▸ Task objective
Copy each line of the following material that has the string "eyebrow".
-*-*-
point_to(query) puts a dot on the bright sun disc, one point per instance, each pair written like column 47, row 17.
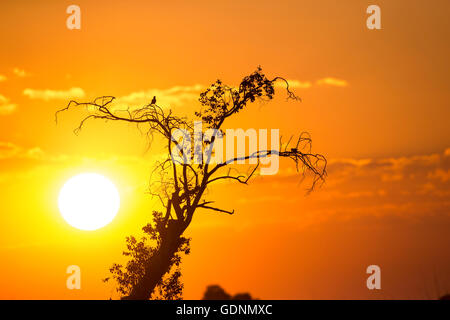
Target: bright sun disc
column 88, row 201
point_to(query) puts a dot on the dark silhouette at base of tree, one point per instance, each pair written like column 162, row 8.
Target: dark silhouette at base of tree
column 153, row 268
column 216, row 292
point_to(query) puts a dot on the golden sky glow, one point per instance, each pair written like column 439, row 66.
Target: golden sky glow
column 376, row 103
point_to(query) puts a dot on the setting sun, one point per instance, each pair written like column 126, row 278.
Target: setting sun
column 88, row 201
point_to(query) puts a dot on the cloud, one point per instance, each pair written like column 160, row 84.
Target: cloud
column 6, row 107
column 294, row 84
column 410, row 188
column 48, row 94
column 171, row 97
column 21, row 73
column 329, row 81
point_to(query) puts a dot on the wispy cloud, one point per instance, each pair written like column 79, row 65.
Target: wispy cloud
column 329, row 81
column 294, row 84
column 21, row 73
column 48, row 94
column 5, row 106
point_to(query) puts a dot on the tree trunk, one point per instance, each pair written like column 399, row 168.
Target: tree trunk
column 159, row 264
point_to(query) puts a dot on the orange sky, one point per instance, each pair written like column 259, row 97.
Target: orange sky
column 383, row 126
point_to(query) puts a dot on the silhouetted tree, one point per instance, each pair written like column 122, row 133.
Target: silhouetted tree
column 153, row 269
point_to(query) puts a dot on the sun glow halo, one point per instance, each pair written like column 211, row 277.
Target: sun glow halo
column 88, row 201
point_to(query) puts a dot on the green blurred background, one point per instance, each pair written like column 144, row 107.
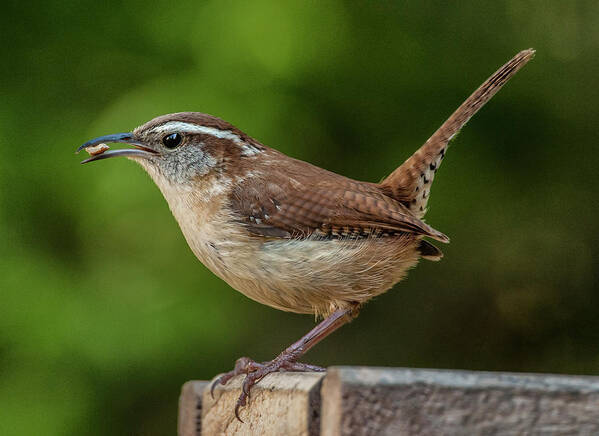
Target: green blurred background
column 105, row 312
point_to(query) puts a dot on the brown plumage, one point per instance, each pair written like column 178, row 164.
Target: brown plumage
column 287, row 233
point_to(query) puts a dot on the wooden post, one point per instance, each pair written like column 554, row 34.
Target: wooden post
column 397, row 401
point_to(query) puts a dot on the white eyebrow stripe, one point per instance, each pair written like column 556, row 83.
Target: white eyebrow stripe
-*-*-
▸ Your solution
point_to(query) puts a dot on the white eyebrow stripe, one point per instance, each pair written like column 556, row 83.
Target: white eyebrow stripe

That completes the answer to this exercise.